Dataset content:
****************

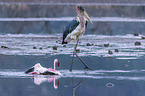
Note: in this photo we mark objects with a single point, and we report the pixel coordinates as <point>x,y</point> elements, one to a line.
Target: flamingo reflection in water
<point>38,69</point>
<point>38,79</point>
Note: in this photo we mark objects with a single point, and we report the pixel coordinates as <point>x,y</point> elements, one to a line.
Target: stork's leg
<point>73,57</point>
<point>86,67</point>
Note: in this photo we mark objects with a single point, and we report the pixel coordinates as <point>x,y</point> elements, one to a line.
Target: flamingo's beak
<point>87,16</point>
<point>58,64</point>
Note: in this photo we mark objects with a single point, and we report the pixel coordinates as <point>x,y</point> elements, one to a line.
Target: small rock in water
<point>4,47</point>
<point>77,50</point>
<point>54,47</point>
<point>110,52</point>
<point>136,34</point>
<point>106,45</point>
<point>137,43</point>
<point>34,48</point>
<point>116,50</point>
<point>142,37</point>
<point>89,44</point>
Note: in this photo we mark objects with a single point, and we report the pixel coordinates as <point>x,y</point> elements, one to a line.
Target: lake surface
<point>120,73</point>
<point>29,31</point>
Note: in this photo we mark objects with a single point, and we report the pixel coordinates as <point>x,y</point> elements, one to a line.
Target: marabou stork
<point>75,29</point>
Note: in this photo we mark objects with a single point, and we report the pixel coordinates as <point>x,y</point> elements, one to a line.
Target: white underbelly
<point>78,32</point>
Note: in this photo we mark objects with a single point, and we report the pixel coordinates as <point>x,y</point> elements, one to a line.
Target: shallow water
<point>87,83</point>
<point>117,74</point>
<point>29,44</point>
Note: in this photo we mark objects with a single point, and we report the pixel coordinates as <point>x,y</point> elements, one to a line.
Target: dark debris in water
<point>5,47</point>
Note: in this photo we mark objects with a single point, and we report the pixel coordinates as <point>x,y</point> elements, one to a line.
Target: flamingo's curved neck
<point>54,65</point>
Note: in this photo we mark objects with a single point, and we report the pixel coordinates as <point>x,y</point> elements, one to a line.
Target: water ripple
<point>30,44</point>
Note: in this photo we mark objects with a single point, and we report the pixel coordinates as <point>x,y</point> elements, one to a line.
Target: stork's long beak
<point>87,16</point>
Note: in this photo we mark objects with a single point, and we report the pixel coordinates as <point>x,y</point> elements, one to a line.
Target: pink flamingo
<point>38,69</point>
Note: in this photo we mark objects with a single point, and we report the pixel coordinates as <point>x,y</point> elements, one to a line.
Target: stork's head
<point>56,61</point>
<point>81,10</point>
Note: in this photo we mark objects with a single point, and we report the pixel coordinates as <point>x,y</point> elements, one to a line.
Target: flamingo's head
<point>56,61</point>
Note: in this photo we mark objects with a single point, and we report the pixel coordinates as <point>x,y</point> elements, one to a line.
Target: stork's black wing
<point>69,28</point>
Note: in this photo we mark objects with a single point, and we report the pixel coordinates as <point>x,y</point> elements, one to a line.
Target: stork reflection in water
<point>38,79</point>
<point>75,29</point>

****************

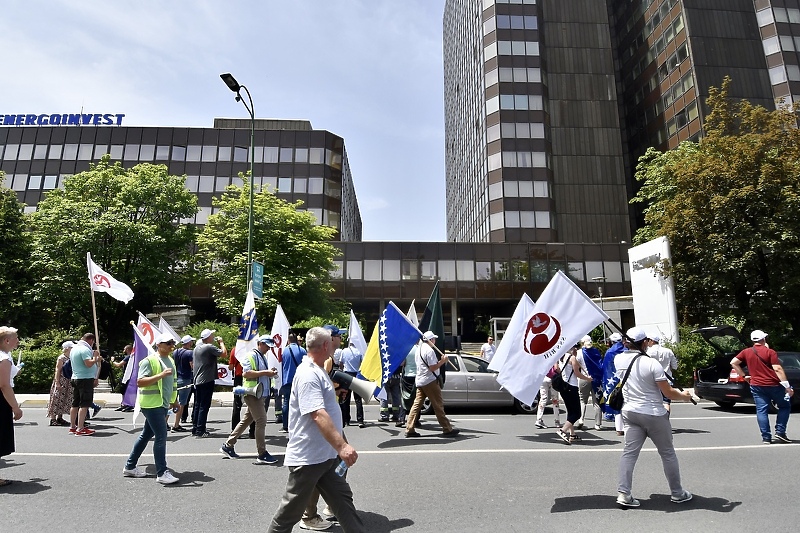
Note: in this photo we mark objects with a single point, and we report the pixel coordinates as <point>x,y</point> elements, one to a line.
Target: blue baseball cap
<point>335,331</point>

****************

Objective:
How many lines in the entries above contain the word "beak"? Reply with the number alone.

Answer to this task:
2